- [WHAT TO DO]: From the entries, filter out every line that lacks "edge" and copy the rest.
--- EXCERPTED RECORDS ---
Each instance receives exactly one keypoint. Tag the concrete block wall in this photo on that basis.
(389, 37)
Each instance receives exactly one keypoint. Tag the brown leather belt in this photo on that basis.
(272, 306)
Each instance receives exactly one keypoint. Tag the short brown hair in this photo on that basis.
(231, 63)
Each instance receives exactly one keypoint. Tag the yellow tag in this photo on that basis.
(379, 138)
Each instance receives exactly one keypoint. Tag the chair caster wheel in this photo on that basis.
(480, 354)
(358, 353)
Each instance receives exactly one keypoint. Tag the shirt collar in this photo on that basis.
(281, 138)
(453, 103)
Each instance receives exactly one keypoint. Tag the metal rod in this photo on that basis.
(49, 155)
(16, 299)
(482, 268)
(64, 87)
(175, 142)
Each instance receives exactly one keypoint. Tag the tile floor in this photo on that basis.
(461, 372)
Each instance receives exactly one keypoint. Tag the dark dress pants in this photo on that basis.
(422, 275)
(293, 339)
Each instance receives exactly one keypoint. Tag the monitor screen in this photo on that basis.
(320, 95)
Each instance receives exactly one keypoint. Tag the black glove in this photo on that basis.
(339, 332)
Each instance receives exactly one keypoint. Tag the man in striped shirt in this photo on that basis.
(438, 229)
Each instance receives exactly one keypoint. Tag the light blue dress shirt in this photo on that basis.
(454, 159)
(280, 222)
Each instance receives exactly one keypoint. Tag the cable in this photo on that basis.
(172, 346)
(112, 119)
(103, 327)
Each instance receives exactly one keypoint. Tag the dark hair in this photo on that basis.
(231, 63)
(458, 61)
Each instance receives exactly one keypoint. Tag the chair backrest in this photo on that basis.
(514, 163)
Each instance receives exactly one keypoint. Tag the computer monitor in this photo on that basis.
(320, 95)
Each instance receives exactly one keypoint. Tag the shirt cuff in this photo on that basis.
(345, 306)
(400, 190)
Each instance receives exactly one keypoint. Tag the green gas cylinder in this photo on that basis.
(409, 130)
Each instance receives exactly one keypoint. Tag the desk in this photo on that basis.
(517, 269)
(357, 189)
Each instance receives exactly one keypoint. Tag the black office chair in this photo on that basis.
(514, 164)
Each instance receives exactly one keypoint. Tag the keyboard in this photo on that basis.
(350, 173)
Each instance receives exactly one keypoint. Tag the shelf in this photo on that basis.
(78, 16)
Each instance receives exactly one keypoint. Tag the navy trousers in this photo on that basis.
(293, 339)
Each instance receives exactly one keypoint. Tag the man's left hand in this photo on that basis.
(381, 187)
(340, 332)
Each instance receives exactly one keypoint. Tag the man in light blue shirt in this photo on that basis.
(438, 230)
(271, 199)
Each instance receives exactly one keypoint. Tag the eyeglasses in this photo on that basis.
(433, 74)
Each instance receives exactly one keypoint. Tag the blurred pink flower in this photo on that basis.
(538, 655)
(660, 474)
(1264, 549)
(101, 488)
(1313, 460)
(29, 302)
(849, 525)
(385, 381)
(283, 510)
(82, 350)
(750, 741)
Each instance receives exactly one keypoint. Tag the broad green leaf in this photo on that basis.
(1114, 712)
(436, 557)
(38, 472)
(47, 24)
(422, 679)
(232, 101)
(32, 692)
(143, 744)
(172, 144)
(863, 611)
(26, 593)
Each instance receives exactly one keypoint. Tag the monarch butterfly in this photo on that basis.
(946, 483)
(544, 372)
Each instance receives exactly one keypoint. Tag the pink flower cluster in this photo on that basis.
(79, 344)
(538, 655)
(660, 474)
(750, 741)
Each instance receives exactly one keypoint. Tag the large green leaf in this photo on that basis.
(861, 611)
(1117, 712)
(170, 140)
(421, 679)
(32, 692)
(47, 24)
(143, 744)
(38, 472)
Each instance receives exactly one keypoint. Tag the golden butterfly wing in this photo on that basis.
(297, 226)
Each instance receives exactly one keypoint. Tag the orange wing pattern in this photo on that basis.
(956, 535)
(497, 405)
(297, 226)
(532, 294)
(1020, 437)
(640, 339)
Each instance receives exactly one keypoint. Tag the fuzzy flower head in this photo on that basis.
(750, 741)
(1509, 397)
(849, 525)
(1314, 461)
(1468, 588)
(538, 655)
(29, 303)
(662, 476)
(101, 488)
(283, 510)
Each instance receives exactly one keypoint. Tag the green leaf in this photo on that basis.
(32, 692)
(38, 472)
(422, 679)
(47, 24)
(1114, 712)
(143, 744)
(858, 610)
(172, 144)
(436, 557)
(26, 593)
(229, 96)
---
--- EXCERPTED RECORDS ---
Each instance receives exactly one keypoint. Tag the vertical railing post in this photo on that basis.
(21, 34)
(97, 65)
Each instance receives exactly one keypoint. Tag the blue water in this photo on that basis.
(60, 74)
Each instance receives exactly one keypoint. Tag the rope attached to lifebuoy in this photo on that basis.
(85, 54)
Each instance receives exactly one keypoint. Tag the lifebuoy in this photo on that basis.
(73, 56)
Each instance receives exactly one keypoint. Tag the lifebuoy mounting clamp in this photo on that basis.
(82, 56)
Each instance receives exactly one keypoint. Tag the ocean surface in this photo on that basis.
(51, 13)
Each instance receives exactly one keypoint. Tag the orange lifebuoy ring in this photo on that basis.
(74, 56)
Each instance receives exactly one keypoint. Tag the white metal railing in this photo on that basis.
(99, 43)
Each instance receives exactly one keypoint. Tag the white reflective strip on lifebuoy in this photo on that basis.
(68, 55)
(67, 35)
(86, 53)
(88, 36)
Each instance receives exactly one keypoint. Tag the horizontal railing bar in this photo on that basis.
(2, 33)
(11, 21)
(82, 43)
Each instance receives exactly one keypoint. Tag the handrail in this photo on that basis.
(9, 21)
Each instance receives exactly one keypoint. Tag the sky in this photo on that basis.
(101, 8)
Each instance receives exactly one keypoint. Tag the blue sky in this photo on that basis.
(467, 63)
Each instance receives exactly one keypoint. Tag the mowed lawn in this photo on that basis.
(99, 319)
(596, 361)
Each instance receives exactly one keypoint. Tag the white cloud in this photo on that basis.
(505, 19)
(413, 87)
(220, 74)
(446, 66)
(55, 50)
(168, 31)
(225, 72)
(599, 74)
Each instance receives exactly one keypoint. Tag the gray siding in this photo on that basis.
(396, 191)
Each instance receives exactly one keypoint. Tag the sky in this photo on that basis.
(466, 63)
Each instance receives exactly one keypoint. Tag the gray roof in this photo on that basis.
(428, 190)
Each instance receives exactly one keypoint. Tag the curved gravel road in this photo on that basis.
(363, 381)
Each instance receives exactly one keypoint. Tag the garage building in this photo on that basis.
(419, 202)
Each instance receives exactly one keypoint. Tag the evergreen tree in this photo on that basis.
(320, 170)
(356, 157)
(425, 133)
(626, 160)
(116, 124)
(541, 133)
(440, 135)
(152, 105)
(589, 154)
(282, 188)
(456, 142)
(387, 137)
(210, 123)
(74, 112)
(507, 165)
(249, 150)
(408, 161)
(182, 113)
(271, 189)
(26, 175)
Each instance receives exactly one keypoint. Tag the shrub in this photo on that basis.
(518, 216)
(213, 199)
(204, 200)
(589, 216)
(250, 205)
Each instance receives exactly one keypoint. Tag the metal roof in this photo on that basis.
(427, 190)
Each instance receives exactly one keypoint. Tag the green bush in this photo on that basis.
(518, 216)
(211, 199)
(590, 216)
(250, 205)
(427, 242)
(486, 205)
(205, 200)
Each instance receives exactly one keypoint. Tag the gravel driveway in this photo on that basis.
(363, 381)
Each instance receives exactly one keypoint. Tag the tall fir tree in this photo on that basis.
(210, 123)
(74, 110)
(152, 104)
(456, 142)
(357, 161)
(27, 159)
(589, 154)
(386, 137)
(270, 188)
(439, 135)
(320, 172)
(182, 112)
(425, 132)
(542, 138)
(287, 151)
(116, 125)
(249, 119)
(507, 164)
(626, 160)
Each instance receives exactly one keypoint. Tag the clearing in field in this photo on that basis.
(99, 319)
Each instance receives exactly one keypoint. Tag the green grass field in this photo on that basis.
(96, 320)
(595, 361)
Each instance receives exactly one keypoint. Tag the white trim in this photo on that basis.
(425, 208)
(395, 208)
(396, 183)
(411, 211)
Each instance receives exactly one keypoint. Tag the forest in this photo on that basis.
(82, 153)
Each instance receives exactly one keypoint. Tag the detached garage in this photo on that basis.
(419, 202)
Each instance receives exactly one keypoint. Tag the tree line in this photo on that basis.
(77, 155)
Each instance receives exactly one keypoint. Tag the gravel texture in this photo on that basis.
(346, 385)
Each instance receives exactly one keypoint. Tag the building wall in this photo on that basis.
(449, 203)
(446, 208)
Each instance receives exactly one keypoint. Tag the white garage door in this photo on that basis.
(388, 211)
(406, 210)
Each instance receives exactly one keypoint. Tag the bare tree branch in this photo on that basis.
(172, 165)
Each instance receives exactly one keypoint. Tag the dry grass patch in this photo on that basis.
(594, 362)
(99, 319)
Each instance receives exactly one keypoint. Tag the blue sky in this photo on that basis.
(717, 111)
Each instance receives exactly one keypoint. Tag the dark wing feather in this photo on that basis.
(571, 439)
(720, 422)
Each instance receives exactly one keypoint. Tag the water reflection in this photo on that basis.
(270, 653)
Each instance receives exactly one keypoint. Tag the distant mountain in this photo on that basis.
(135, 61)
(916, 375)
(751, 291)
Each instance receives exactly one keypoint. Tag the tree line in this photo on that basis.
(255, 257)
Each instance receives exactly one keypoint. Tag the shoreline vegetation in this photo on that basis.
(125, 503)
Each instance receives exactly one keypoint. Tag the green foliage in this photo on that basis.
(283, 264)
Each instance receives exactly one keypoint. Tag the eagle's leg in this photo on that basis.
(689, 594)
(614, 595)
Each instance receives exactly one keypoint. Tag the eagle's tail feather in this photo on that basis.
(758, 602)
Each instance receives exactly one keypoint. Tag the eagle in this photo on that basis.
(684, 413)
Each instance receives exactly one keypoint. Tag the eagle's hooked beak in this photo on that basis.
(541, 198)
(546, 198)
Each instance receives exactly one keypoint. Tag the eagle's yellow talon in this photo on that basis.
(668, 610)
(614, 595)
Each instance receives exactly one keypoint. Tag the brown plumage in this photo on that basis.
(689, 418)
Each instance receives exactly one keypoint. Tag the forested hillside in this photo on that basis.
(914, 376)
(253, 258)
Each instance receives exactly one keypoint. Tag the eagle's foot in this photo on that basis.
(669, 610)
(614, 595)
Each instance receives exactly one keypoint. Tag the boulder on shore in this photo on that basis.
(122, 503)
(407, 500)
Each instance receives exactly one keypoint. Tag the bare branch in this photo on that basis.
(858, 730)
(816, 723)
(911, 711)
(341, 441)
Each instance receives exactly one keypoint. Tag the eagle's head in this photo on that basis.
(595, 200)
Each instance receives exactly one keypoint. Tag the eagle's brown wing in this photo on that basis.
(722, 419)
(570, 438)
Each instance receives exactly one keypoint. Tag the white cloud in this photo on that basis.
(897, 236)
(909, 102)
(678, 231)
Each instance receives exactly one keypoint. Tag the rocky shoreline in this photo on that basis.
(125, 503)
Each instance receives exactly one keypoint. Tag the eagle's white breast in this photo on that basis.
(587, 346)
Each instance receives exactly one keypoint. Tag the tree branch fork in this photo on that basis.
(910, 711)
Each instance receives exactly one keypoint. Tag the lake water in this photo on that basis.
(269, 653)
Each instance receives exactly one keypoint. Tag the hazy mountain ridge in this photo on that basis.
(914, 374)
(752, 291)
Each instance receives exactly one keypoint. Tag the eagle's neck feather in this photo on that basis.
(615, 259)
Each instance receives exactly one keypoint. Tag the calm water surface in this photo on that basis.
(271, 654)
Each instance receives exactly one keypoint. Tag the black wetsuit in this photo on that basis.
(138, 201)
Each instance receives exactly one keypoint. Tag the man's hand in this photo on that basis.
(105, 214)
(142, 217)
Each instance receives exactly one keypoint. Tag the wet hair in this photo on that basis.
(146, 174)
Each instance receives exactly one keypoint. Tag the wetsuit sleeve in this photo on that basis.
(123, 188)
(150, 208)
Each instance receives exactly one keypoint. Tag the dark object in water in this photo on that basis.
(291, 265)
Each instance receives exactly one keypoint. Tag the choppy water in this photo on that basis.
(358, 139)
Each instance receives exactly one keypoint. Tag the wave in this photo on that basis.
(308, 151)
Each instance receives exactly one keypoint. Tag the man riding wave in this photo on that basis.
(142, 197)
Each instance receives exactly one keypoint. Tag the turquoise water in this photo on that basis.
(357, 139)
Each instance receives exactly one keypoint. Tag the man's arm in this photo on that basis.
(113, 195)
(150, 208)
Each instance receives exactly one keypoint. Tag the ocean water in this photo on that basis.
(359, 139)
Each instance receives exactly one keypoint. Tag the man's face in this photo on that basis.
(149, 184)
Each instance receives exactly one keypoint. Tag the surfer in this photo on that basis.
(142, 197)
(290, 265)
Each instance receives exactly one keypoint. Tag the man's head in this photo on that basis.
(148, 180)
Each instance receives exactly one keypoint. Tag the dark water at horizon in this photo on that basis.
---
--- EXCERPTED RECORDS ---
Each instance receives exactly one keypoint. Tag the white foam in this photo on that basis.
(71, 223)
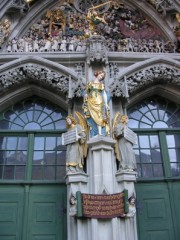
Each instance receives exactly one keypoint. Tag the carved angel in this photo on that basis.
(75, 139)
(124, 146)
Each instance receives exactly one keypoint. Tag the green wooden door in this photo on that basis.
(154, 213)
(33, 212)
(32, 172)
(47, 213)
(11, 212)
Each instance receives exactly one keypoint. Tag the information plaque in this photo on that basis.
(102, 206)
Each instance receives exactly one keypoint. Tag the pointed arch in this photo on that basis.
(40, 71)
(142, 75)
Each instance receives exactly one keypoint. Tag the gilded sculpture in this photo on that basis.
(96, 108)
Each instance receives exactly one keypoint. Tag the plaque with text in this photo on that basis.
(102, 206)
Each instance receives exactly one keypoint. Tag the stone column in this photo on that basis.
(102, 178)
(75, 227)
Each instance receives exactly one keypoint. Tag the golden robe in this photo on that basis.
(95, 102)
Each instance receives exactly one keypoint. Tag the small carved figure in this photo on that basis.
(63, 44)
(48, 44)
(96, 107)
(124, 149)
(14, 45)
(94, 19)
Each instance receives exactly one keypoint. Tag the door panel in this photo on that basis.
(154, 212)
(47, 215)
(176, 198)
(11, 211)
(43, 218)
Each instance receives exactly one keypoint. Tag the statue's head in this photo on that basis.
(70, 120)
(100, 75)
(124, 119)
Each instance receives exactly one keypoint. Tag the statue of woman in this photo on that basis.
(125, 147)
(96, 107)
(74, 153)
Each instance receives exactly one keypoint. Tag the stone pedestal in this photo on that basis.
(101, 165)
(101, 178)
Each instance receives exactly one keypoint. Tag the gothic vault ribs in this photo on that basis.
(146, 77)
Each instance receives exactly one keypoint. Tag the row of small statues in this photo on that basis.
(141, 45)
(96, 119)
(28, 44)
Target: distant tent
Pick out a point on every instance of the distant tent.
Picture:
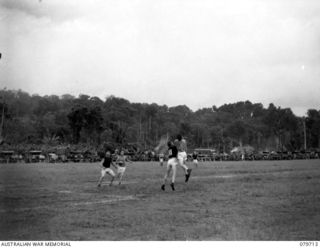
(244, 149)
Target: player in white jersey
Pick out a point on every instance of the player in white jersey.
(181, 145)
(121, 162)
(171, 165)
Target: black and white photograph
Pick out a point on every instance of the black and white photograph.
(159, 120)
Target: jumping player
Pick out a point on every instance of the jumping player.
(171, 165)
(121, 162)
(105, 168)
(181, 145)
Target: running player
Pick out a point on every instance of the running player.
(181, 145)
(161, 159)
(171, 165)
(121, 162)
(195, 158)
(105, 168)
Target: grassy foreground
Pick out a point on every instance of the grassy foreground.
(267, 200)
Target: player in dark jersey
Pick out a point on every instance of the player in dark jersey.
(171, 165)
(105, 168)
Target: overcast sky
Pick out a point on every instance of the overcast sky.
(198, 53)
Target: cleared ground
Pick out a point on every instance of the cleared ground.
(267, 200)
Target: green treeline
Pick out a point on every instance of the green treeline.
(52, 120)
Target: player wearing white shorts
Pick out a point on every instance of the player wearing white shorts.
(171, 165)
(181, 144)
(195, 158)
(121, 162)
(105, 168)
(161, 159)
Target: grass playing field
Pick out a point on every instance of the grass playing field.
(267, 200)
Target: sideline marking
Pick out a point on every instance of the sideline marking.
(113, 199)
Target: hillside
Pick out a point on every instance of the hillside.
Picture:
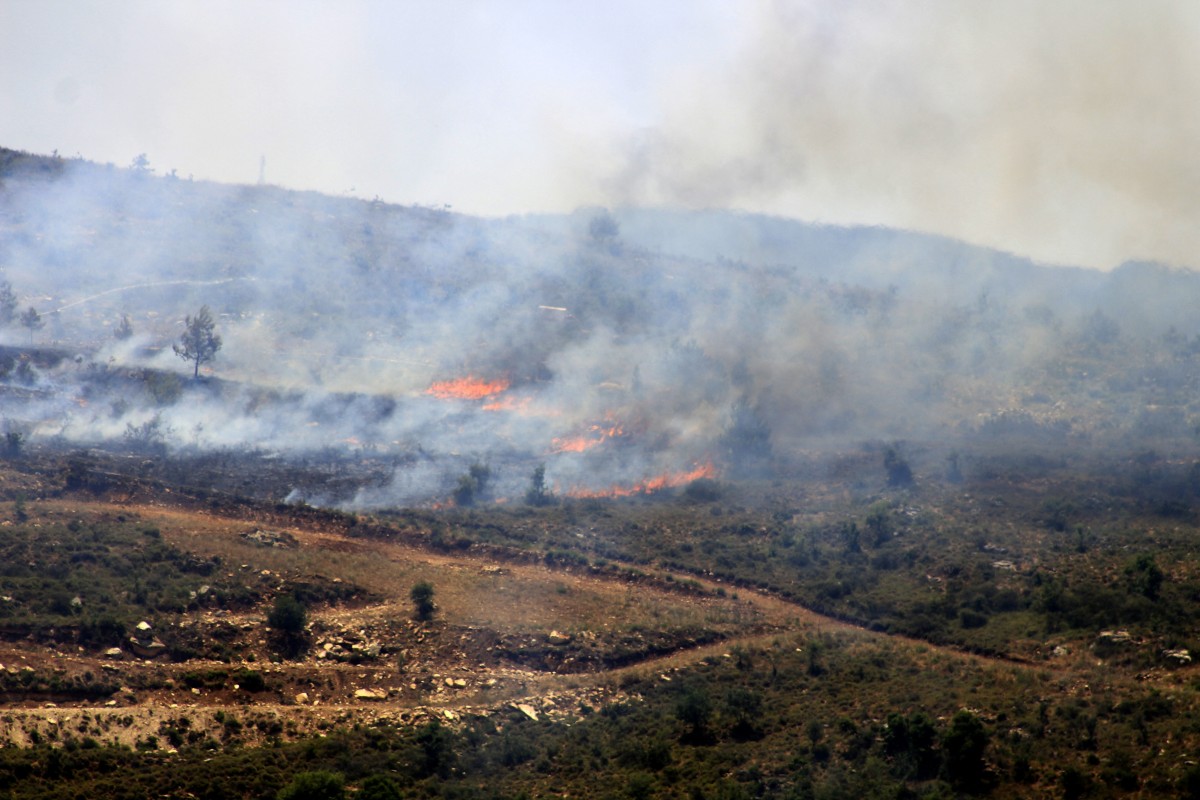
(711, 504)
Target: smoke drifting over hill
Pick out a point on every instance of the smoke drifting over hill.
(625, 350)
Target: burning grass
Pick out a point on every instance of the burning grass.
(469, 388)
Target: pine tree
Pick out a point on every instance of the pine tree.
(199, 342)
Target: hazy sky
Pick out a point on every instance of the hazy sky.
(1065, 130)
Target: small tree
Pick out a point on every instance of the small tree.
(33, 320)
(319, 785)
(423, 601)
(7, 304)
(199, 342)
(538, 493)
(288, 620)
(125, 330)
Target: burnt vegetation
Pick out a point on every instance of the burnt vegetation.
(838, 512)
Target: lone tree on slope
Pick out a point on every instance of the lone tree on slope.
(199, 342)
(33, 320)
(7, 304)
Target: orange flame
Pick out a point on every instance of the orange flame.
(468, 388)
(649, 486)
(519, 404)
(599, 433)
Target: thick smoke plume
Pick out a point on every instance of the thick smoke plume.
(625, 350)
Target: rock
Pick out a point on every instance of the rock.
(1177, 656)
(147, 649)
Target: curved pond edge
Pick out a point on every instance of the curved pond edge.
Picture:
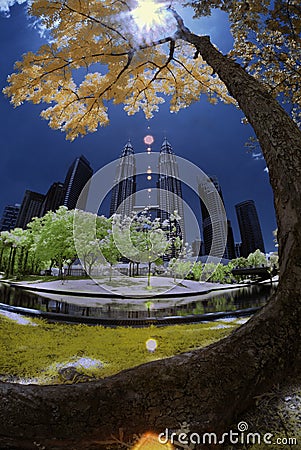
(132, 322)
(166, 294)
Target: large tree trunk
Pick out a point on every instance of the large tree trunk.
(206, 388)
---
- [TASK RESPONSE]:
Target: curved pond edge
Pick out a point on every instance of the curved pond edge.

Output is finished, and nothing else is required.